═════ EXCERPT ═════

Meissen stoneware coffeepot and cover

MARKS: Impressed pseudo-Chinese mark.
PURCHASED FROM: Paul Schnyder of Wartensee, Lucerne, Switzerland, and New York, 1950.
This coffeepot is from the Smithsonian’s Hans Syz Collection of European Porcelain. Dr. Syz (1894-1991) began his collection in the early years of World War II, when he purchased eighteenth-century Meissen table wares from the Art Exchange run by the New York collector and dealer Adolf Beckhardt (1889-1962). Dr. Syz, a Swiss immigrant to the United States, collected Meissen porcelain while engaged in a professional career in psychiatry and the research of human behavior. He believed that cultural artifacts have an important role to play in enhancing our awareness and understanding of human creativity and its communication among peoples. His collection grew to represent this conviction.

═════ DATA SHOWN ═════

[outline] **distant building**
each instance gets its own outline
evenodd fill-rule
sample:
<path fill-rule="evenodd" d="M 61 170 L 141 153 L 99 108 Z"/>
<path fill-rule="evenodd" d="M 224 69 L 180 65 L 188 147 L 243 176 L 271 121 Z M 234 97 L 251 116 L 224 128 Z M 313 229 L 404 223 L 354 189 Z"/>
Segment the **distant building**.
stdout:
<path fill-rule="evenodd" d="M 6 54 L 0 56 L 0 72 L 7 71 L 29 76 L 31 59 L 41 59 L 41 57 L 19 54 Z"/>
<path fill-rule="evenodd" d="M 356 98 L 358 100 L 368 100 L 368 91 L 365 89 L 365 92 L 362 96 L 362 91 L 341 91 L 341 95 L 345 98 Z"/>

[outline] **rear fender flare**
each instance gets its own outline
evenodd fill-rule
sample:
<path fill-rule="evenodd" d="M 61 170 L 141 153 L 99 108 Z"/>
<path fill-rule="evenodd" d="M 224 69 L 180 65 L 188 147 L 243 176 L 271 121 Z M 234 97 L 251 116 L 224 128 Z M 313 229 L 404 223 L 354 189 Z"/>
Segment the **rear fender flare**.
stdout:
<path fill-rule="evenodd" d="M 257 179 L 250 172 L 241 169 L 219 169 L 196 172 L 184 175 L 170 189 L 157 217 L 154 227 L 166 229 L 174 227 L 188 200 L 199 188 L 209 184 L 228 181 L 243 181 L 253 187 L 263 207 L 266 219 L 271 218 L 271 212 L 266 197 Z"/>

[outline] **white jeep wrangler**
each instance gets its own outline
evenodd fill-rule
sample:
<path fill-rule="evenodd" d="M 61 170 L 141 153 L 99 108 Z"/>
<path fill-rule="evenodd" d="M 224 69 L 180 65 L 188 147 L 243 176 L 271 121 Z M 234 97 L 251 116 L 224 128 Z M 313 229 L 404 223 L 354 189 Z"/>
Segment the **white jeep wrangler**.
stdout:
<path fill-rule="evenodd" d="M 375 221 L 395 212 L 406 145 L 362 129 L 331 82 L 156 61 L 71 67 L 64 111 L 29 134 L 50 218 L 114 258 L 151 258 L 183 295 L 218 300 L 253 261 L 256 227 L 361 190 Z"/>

═════

__AIM OF THE TASK__.
Answer these questions from the coffeepot entry, one per line:
(a) What kind of mark is impressed on the coffeepot?
(b) From whom was the coffeepot purchased, and in what year?
(c) In what field did Dr. Syz have his professional career?
The records are separate material and are not connected to the coffeepot entry.

__TASK SOLUTION__.
(a) A pseudo-Chinese mark.
(b) Paul Schnyder of Wartensee, Lucerne, Switzerland, and New York, in 1950.
(c) Psychiatry and the research of human behavior.